__The records__:
· · · · · · ·

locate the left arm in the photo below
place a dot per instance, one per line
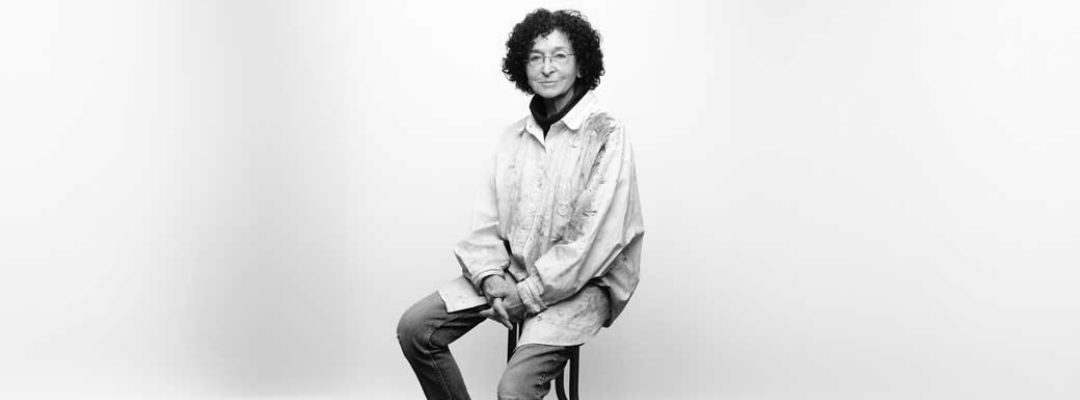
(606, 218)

· · · · · · ·

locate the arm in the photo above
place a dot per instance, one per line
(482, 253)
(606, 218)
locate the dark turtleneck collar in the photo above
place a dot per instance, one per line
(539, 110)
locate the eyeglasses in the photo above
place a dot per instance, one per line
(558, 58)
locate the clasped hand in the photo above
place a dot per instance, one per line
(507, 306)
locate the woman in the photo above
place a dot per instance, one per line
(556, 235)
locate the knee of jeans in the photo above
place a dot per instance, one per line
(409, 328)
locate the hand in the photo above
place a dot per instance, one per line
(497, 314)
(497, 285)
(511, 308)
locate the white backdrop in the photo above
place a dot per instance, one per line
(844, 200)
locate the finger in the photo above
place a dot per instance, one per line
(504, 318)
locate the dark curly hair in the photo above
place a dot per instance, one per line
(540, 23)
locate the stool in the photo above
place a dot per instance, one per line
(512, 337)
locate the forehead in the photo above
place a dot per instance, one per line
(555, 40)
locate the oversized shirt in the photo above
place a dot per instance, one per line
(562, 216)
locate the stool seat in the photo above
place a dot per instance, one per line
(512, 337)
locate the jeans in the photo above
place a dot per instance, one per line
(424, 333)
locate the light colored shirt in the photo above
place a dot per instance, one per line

· · · · · · ·

__Set exercise__: Identify each line of the listing above that contains the string "dark", matching case exactly, and copy those lines out in full.

__Complete output__:
locate the dark turtleneck collar in the photo above
locate the dark curly hair in the photo above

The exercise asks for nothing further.